課題の要件 - 表1の項目を説明する文章では、項目(8)の「フィールド部へのCMP」は何を示すとされていますか。

原文資料 -
====================
表1において項目(1)の「10μm配線部」は、10μm配線部、すなわち領域AにおいてCuの電解メッキを行う際にレジスト膜を使うか否か、またそのレジスト膜がパターニングがされるか否かを示しており、項目(2)の「フィールド部への電解メッキ」は、図8Aに示すようなフィールド部における電解メッキ膜の厚さを示しており、項目(3)の「10μm配線上へのメタル成膜」は、領域AにおけるCu層上への研磨ストッパとなる金属膜の成膜の有無、および金属膜の種類、さらに成膜方法を示している。さらに項目(4)の「レジスト剥離」は領域AにおけるCuの電解メッキの後、領域Bにおける電解メッキの実行前にレジスト膜の剥離が行われるか否かを示しており、項目(5)の「微細配線部」は、微細配線部、すなわち領域BにおいてCuの電解メッキを行う際にレジストマスクが使われるか否か、またレジストマスクにレジスト窓を形成するパターニングがなされるか否かを示しており、項目(6)の「フィールド部への電解メッキ」は、領域BへのCuの電解メッキの際に、フィールド部で生じる電解メッキ膜の厚さを示しており、項目(7)の「レジスト剥離」は、前記領域BへのCuの電解メッキの後、マスクとして使われたレジスト膜の剥離がなされるか否かを示しており、項目(8)の「フィールド部へのCMP」は、フィールド部における化学機械研磨量を示している。
====================
[保存データ]

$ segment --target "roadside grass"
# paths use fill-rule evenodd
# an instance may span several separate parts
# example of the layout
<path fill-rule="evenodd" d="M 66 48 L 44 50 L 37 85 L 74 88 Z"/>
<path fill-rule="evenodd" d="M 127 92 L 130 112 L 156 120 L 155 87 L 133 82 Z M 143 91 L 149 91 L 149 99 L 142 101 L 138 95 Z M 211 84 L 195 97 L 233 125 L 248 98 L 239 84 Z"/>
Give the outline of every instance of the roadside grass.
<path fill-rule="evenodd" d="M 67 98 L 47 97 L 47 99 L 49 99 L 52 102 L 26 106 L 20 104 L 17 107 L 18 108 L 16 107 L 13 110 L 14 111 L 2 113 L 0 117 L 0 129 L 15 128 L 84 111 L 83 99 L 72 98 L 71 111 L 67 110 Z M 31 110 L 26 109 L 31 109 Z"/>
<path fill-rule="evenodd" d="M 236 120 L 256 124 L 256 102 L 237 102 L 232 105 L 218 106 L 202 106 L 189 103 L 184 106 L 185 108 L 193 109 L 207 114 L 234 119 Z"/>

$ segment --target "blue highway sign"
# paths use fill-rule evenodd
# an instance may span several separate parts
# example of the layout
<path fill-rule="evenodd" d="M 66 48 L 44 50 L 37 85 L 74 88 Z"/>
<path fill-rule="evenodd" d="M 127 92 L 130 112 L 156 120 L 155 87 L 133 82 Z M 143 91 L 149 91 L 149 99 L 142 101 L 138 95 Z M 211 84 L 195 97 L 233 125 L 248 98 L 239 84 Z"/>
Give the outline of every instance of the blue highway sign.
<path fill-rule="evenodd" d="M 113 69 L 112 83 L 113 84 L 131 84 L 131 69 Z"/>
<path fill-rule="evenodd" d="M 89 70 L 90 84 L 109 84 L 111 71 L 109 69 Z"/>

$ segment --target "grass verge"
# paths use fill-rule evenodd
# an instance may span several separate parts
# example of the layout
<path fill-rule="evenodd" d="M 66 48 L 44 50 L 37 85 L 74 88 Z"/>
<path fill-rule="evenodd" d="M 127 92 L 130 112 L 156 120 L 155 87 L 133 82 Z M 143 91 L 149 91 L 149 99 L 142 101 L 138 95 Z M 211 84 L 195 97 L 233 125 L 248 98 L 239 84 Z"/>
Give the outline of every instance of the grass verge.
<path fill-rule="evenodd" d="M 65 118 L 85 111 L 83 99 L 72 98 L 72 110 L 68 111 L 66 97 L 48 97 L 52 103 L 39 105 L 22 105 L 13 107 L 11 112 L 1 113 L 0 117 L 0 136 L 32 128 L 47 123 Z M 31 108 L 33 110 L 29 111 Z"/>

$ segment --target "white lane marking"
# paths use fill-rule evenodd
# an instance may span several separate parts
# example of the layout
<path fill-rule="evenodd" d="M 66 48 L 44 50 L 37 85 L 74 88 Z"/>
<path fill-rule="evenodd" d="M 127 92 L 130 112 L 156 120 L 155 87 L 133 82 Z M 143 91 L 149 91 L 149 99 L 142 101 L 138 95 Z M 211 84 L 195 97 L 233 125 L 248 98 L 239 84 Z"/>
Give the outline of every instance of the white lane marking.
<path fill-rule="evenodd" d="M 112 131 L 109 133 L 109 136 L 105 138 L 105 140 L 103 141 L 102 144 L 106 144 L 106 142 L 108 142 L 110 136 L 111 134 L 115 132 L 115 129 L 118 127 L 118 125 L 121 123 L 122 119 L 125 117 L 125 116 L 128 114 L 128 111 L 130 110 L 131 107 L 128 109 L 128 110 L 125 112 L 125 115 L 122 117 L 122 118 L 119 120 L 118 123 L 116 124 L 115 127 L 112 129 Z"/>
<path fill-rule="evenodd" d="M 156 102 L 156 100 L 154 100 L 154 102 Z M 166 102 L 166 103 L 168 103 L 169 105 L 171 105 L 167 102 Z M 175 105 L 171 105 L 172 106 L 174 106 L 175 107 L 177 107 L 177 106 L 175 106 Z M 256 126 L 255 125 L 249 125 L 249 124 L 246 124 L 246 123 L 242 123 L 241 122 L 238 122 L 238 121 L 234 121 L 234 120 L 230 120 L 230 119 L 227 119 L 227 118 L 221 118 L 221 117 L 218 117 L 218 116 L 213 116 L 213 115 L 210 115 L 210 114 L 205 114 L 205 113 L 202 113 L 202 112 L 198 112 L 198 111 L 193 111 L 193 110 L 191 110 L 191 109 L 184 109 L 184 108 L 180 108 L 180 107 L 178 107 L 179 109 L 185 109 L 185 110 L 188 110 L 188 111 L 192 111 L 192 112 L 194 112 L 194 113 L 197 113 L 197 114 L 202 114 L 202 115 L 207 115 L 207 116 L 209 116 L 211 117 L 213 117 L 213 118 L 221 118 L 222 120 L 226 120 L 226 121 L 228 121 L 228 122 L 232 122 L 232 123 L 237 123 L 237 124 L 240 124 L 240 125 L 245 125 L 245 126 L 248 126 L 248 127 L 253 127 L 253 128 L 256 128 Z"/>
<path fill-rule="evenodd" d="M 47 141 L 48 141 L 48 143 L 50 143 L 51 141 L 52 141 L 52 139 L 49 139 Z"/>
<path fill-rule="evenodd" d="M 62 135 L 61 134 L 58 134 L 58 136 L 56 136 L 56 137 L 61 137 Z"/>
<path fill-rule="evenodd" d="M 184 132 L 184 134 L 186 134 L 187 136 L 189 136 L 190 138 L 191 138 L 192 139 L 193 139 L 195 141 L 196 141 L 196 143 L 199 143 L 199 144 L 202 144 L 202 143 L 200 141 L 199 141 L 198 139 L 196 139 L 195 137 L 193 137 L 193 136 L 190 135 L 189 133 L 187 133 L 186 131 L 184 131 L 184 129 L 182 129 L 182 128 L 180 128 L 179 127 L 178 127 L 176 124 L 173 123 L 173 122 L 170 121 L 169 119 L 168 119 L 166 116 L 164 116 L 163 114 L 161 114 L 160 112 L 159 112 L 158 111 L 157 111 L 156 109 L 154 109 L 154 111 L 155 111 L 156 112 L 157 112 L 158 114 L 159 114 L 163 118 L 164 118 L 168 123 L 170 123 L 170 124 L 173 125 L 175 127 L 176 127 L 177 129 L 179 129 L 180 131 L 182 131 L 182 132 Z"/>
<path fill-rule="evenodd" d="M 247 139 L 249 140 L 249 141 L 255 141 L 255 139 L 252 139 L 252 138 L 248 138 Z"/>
====================
課題の解答 - フィールド部における化学機械研磨量を示しています。